---------- Page text

“Nutrition is the process of taking in nutrients from the foods you eat.”
Types of nutrition
• Carbohydrates –
Carbohydrates are energy-providing nutrients and our main source of energy. They are easily digested and broken down into glucose, which the body uses to perform its numerous functions. The body receives 4 calories per 1 gram of carbohydrates consumed.
Carbohydrates are grouped into
simple carbohydrates (sugar), complex carbohydrates (fiber) and starch.
and based on Glycemic Index its grouped in to Low, Moderate and High
Glycemic Index showing the measurement of how high and how quickly blood suger levels change after eating carbohydrates. The higher the Glycemic Index, the higher the rise in blood sugar and the longer it takes to return to normal. For a healthy diet, it is best to focus on foods with a low Glycemic Index and it’s also depends on the physical work. Foods with a high Glycemic Index have been linked to elevated risks of heart disease and diabetes.
Carbohydrates requirement in our diet:
Carbohydrates should account for 45% – 65% of the calories in your diet, which is roughly 225 g – 325 g of carbohydrates for someone on a 2000-calories diet.
Healthy and unhealthy sources of carbohydrates in our food:
The healthiest sources of carbohydrates are unprocessed or minimally processed whole grains, vegetables, fruits and beans.
Unhealthier sources of carbohydrates include white bread, pastries, sodas, and other highly processed or refined foods. These items contribute to weight gain, interfere with weight loss, and promote diabetes and heart disease.
• Fats –
Fats are an essential part of the diet. One of the source of energy and important in relation to fat soluble vitamins.

--------------------
---------- Data extract

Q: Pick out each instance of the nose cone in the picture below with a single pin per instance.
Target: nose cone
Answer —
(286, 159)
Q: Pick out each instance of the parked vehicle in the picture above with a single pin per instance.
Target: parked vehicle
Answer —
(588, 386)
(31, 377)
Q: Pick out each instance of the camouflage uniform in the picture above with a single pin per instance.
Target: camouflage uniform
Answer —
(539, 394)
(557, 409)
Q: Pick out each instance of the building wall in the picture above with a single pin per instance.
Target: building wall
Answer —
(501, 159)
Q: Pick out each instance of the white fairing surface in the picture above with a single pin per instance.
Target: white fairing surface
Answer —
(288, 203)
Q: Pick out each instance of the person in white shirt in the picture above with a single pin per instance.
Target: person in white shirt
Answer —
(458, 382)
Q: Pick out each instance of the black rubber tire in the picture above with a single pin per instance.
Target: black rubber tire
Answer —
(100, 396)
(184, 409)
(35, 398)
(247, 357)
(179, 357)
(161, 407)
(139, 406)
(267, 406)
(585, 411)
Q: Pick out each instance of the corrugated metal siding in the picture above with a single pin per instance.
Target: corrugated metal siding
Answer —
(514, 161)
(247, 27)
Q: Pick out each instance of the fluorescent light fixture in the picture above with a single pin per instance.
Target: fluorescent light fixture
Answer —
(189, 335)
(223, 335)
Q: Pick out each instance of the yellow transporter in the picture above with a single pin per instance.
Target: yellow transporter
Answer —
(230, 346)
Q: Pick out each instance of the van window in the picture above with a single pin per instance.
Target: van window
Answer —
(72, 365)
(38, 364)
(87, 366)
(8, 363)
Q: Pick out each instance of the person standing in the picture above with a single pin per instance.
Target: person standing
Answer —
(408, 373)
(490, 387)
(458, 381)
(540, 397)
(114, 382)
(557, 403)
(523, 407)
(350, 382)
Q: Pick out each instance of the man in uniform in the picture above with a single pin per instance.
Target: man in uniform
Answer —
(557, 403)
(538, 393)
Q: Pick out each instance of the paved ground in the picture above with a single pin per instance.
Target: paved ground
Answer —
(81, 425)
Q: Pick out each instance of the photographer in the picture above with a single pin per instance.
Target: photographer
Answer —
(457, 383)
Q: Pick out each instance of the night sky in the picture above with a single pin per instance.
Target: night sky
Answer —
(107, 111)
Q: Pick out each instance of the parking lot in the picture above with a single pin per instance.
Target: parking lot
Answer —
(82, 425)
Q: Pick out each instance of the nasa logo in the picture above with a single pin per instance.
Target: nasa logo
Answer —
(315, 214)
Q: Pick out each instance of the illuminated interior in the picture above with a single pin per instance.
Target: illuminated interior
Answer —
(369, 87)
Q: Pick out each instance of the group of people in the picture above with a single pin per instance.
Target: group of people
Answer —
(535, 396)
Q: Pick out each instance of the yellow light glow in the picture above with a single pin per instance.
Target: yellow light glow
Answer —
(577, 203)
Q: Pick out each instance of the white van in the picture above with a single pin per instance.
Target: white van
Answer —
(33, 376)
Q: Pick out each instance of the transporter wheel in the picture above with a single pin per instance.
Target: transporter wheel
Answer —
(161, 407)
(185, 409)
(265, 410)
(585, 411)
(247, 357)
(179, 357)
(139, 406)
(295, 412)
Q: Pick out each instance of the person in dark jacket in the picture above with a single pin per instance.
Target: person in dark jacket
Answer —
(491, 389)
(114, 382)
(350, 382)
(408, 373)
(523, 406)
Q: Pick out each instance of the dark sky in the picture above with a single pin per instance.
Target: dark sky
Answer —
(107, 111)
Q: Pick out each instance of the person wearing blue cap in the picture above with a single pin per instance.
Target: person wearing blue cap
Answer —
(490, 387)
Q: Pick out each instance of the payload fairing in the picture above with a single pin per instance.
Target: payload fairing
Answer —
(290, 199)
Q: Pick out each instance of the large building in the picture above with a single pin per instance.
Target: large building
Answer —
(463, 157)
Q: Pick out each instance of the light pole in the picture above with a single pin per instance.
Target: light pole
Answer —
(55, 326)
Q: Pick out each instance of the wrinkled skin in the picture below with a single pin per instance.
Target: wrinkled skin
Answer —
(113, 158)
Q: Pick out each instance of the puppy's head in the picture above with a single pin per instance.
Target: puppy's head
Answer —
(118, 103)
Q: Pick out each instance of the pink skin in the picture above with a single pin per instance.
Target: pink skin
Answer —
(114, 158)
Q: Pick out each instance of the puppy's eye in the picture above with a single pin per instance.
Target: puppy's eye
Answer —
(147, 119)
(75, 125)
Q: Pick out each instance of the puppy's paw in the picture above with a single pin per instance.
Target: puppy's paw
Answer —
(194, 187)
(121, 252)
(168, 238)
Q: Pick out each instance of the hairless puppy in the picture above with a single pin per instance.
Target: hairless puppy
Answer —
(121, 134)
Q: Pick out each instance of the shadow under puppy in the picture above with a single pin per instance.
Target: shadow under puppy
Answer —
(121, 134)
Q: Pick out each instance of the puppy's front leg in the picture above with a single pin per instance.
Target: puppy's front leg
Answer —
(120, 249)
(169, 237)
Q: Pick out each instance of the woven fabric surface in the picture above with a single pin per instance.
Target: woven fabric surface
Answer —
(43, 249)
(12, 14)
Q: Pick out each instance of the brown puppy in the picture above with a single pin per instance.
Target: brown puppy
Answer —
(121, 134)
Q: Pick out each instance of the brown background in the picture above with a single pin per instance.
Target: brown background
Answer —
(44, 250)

--------------------

▶ _Exercise requirements_:
A - In the nutrition text, reproduce word for word the passage that opens with the words "Carbohydrates requirement in" and ends after the words "a 2000-calories diet.".
B - Write the next part of the nutrition text, following on from its final sentence.

▶ _Answers to the problems_:
A -
Carbohydrates requirement in our diet:
Carbohydrates should account for 45% – 65% of the calories in your diet, which is roughly 225 g – 325 g of carbohydrates for someone on a 2000-calories diet.

B -
1-gram Fat provides 37 kJ (9 kcal) energy. Foods that contain a lot of fat provide a lot of energy.
There are different types of fat including saturated fats and unsaturated fats.
Saturated fats are normally solid at room temperature, while unsaturated fats are liquid.
A high intake of saturated or trans fatty acids can have adverse effects on health.
Foods having polyunsaturated fats are essential for good health and overall health. Which is found in seafood such as tuna, mackerel and salmon, as well as nuts and canola and flax seed oils.
• Fiber –
The fibrous indigestible portion of our diet essential to health of the digestive system.
Fiber is one type of carbohydrate. Though most carbohydrates are broken down into sugar molecules, fiber cannot be broken down into sugar molecules, and instead it passes through the body undigested. Fiber helps regulate the body’s use of sugars, helping to keep hunger and blood sugar in check.
Fiber should account for at least 5% of your daily caloric intake. Children and adults need at least 20 to 30 grams of fiber per day for good health consuming 2,000 calories daily. Fiber comes in two varieties, both beneficial for health:
• Soluble fiber, which dissolves in water, can help lower glucose levels as well as help lower blood cholesterol.
• Insoluble fiber, which does not dissolve in water, can help food move through your digestive system, promoting regularity and helping prevent constipation.
• Minerals – Minerals are inorganic substances and essential nutrients that are needed in small amounts to keep you healthy. Minerals do not give you energy or calories but its involved and help in the formation of bones and teeth. People have different requirements, according to their age, sex, physiological state (e.g. pregnancy) and sometimes their state of health. Some minerals are needed in larger amounts than others, e.g. calcium, phosphorus, magnesium, sodium, potassium and chloride. Others are required in smaller quantities and are sometimes called trace minerals, e.g. iron, zinc, iodine, fluoride, selenium and copper.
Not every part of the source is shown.